Text shown
= Fresh variable =

In formal reasoning, in particular in mathematical logic, computer algebra, and automated theorem proving, a fresh variable is a variable that did not occur in the context considered so far.
The concept is often used without explanation.

Fresh variables may be used to replace other variables, to eliminate variable shadowing or capture. For instance, in alpha-conversion, the processing of terms in the lambda calculus into equivalent terms with renamed variables, replacing variables with fresh variables can be helpful as a way to avoid accidentally capturing variables that should be free. Another use for fresh variables involves the development of loop invariants in formal program verification, where it is sometimes useful to replace constants by newly introduced fresh variables.

== Example ==
For example, in term rewriting, before applying a rule $l \to r$ to a given term $t$, each variable in $l \to r$ should be replaced by a fresh one to avoid clashes with variables occurring in $t$.

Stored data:
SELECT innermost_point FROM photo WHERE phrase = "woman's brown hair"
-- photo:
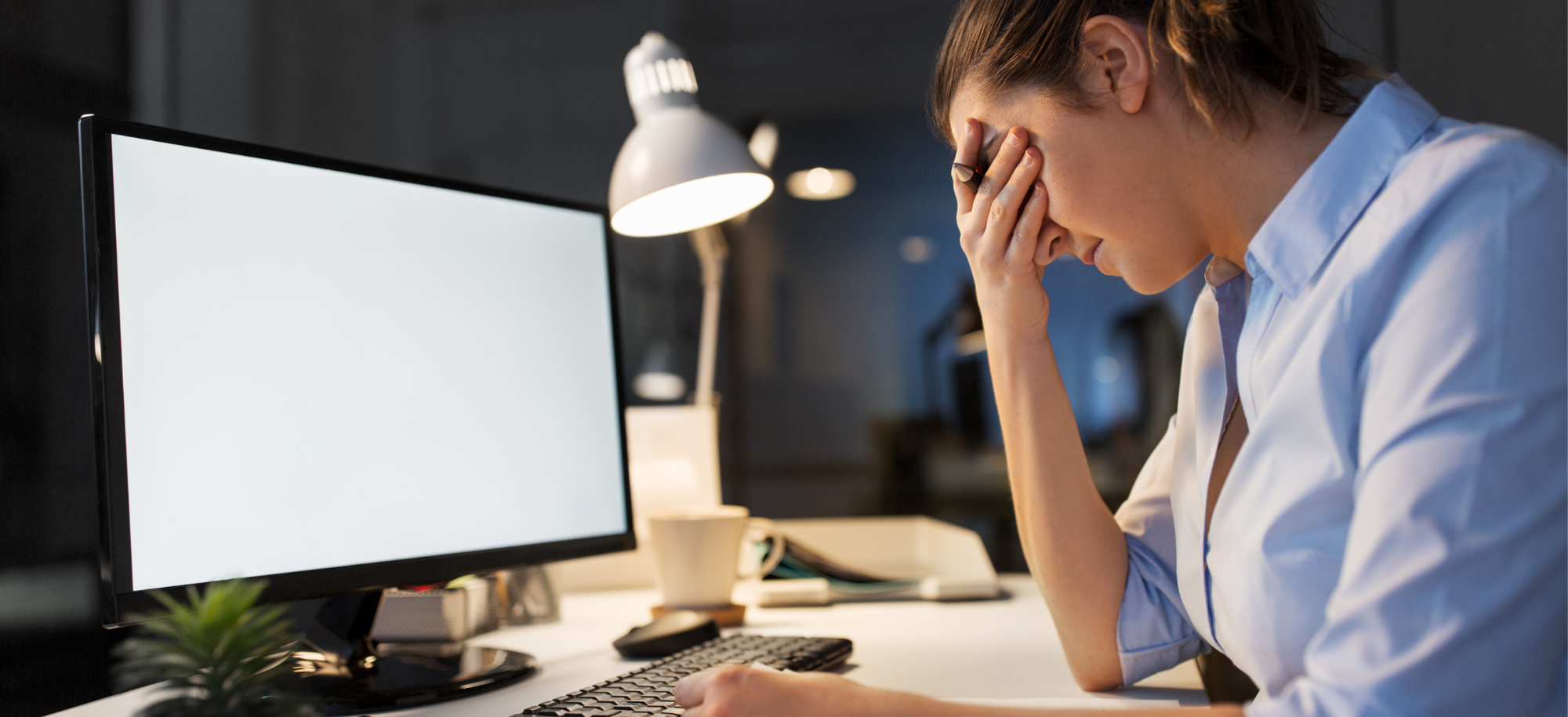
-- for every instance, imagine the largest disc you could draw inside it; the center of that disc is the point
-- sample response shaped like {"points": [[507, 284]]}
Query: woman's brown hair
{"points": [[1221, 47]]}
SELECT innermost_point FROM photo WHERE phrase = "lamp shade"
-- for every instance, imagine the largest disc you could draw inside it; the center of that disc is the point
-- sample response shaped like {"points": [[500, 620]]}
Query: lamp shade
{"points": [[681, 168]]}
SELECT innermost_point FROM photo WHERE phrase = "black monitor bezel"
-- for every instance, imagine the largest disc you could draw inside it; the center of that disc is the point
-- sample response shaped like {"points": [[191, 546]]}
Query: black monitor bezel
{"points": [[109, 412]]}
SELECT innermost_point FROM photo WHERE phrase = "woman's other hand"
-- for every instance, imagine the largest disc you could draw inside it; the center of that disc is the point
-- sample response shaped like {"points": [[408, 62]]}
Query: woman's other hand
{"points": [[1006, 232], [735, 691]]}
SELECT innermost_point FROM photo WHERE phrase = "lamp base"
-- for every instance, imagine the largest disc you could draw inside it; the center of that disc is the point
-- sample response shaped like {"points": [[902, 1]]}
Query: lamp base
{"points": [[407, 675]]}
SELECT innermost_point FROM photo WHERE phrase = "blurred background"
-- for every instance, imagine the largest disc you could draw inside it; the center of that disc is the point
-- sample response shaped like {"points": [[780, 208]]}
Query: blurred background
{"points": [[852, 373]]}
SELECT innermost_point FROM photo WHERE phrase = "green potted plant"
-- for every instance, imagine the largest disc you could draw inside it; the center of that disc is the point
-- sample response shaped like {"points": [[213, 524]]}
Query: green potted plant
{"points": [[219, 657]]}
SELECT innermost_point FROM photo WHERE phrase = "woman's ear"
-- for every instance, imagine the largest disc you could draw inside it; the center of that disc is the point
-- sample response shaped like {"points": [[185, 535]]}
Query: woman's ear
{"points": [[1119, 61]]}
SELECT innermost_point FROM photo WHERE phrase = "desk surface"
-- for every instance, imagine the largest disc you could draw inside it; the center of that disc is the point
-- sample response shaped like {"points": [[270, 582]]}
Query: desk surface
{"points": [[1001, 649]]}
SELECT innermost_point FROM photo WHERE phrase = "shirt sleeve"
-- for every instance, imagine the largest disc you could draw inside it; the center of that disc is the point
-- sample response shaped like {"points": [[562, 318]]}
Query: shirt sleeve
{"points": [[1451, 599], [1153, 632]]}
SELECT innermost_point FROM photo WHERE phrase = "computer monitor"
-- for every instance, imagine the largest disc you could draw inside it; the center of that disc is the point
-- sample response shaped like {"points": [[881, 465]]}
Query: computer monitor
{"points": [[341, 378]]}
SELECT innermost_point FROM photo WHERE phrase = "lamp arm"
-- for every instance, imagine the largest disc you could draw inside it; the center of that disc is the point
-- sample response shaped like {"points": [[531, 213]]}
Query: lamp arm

Exercise tasks
1 – Do these statements agree with the text on fresh variables? Answer yes or no for each, and quote the words from the text that decide it.
(a) The concept of a fresh variable is usually explained in detail when it is used.
(b) In alpha-conversion, fresh variables can help avoid accidentally capturing variables that should be free.
(c) In formal program verification, constants are sometimes replaced by fresh variables.
2 – Translate this sentence from the text on fresh variables into Spanish: "In formal reasoning, in particular in mathematical logic, computer algebra, and automated theorem proving, a fresh variable is a variable that did not occur in the context considered so far."
3 – Extend the text on fresh variables, starting after its final sentence.

Answers given
1 –
(a) No: "The concept is often used without explanation."
(b) Yes: "replacing variables with fresh variables can be helpful as a way to avoid accidentally capturing variables that should be free"
(c) Yes: "it is sometimes useful to replace constants by newly introduced fresh variables"

2 – En el razonamiento formal, en particular en la lógica matemática, el álgebra computacional y la demostración automática de teoremas, una variable fresca es una variable que no aparecía en el contexto considerado hasta ese momento.

3 –
Given the rule
$$\operatorname{append}(\operatorname{cons}(x,y),z) \to \operatorname{cons}(x,\operatorname{append}(y,z))$$
and the term
$$\operatorname{append}(\operatorname{cons}(x,\operatorname{cons}(y,\mathrm{nil})),\operatorname{cons}(3,\mathrm{nil})),$$
attempting to find a matching substitution of the rule's left-hand side, $\operatorname{append}(\operatorname{cons}(x,y),z)$, within $\operatorname{append}(\operatorname{cons}(x,\operatorname{cons}(y,\mathrm{nil})),\operatorname{cons}(3,\mathrm{nil}))$ will fail, since $y$ cannot match $\operatorname{cons}(y,\mathrm{nil})$.
However, if the rule is replaced by a fresh copy (Note: that is, a copy with each variable consistently replaced by a fresh variable)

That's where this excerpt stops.